---------- Document excerpt

The reinforcement fibre 20 is manufactured by spinning and drawing a polymer under tension to form one or more filaments with crystallites aligned with the length of the fibre. The reinforcement fibre 20 may consist of a single one of such filaments, or it may comprise a plurality of such filaments. The polymer chains and crystallites in the reinforcement fibre 20 are aligned with its length.
Suitable materials for the reinforcement fibre 20 include polyethylene (PE), High Density polyethylene (HDPE), Ultra High Density polyethylene (UHDPE), Acrylonitrile butadiene styrene (ABS), Polypropylene (PP), Polydimethyl siloxane (PDMS), Polyoxymethylene (POM), Polyethylene terephthalate (PET), Polyetheretherketone (PEEK), Polyamide (PA), Polysulphone (PS), Polyphenylene sulphide (PPS), Polyphenylsulfone (PPSF), Polytetrafluoroethylene (PTFE), or polyvinylidene fluoride (PVDF).
Dyneema® is one example of a suitable UHDPE fibre which can provide a yield strength greater than 2 GPa and preferably greater than 2.4 GPa, a crystallinity by weight which is greater than 80% and preferably greater than 85%, and has polymer chains with a parallel orientation greater than 90% or more preferably greater than 95%.
A matrix feed tube 37 is mounted to the body 10 towards the upper end of the chamber 2b. The interior of the matrix feed tube 37 provides a cylindrical matrix feed channel with an inlet 31 at its outer (distal) end and an outlet 32 in the side of the body 10 at its inner (proximal) end. A pair of motorized matrix feed rollers 30 are arranged to feed a matrix fibre (not shown) into the matrix feed channel. Alternatively the matrix material could be fed into the matrix feed channel in the form of a powder. The tube 37 carries a matrix heater 34 which melts the matrix fibre in the tube 37 to transform it into liquid matrix material. The liquid matrix material then flows into the chamber 2b through the outlet 32 at a velocity V2 m/s controlled by the rotation rate of the rollers 30.
The matrix feed tube 37 is oriented at right angles to the fibre feed tube 15,16 but may also be oriented so that the matrix is fed downwardly into the chamber at an acute angle to the reinforcement fibre if desired.
The matrix material forming the matrix fibre is typically the same polymer as the material forming the reinforcement fibre 20, optionally with different molecular weights. Where the molecular weights are different, then preferably the reinforcement fibre material has the higher molecular weight (for instance between 2,000,000 and 6,000,000 in the case of UHDPE). The reinforcement fibre 20 also has a higher crystallinity than the matrix fibre 33. This higher crystallinity results in a higher melting point.
Typically the fibres are both formed by drawing the fibre under tension from a polymer melt. However the crystallinity of the reinforcement fibre 20 is enhanced compared with the matrix fibre by using a slower cooling rate, a higher drawing rate and/or a polymer with a higher molecular weight.

--------------------

Parts of the exercise:
[A] In the fibre excerpt, what controls the velocity at which the liquid matrix material flows into chamber 2b?
[B] Repeat the fibre excerpt word for word from "The reinforcement fibre 20 is manufactured" to "polyvinylidene fluoride (PVDF).".
[C] List every means the fibre excerpt gives for enhancing the crystallinity of the reinforcement fibre 20 compared with the matrix fibre.

---------- Supplied information

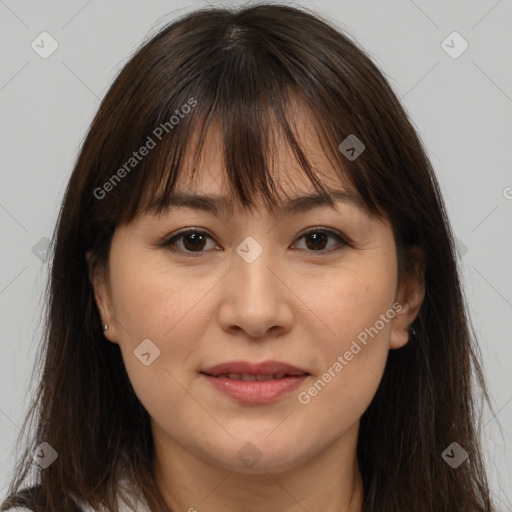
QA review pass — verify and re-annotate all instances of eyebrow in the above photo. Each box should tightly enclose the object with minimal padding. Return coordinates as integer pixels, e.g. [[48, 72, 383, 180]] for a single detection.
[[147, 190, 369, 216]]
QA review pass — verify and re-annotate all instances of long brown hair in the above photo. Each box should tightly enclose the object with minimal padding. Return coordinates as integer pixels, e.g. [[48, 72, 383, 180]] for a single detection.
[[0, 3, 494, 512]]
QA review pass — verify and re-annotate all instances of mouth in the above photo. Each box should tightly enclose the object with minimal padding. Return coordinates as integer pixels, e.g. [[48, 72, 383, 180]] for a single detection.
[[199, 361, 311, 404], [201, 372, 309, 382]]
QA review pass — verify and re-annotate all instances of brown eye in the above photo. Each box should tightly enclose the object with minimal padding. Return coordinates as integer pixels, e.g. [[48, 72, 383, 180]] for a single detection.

--------------------

Set of answers:
[A] The rotation rate of the rollers 30.

[B]
The reinforcement fibre 20 is manufactured by spinning and drawing a polymer under tension to form one or more filaments with crystallites aligned with the length of the fibre. The reinforcement fibre 20 may consist of a single one of such filaments, or it may comprise a plurality of such filaments. The polymer chains and crystallites in the reinforcement fibre 20 are aligned with its length.
Suitable materials for the reinforcement fibre 20 include polyethylene (PE), High Density polyethylene (HDPE), Ultra High Density polyethylene (UHDPE), Acrylonitrile butadiene styrene (ABS), Polypropylene (PP), Polydimethyl siloxane (PDMS), Polyoxymethylene (POM), Polyethylene terephthalate (PET), Polyetheretherketone (PEEK), Polyamide (PA), Polysulphone (PS), Polyphenylene sulphide (PPS), Polyphenylsulfone (PPSF), Polytetrafluoroethylene (PTFE), or polyvinylidene fluoride (PVDF).

[C]
- A slower cooling rate
- A higher drawing rate
- A polymer with a higher molecular weight